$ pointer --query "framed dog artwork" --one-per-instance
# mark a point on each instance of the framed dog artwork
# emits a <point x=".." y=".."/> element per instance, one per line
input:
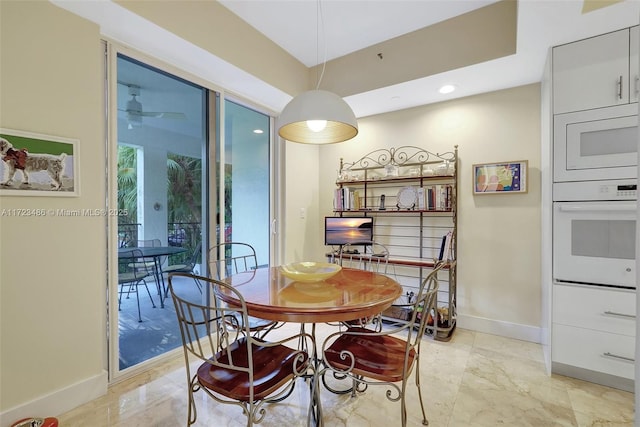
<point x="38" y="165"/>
++++++++++++++++++++
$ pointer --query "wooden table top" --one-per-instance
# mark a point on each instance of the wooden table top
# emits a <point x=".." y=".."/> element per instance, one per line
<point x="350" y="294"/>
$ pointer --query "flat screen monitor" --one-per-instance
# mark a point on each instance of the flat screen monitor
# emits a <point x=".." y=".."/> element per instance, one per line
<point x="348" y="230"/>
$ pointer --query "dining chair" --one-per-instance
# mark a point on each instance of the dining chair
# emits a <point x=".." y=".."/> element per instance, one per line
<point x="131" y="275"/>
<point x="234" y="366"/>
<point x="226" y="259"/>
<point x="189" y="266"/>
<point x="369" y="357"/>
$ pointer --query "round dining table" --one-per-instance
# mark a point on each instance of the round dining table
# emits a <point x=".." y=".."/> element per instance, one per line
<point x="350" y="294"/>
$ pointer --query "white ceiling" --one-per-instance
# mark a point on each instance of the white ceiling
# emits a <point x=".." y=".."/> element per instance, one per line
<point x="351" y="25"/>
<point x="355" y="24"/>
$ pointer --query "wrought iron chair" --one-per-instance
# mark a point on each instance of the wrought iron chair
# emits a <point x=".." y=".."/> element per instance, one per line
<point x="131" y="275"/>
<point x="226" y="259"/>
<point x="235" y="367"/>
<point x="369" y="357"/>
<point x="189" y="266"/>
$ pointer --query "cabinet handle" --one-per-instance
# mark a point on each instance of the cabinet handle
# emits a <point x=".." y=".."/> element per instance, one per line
++++++++++++++++++++
* _What to work on_:
Only one stretch of the entries above is wanted: the lines from the one containing "# mark a point on each instance of the flat" through the one containing "# mark a point on each instance of the white". Please reproduce it exactly.

* _Response for this exercise_:
# mark a point on each instance of the flat screen monitor
# emits a <point x=".." y=".."/> element per instance, one per line
<point x="348" y="230"/>
$ pointer --query "dining chair" --one-per-instance
# mark a point on each instance of the dining chair
# emits a <point x=".." y=".."/> element per instance, one per line
<point x="131" y="275"/>
<point x="234" y="366"/>
<point x="226" y="259"/>
<point x="189" y="266"/>
<point x="369" y="357"/>
$ pointer --query "round dining table" --one-per-instance
# mark a point on each instance of the round dining table
# emits a <point x=".." y=".."/> element per instance, one per line
<point x="350" y="294"/>
$ pointer --query "white ceiling" --one-per-instance
# mark a point on each instance of the white ceiling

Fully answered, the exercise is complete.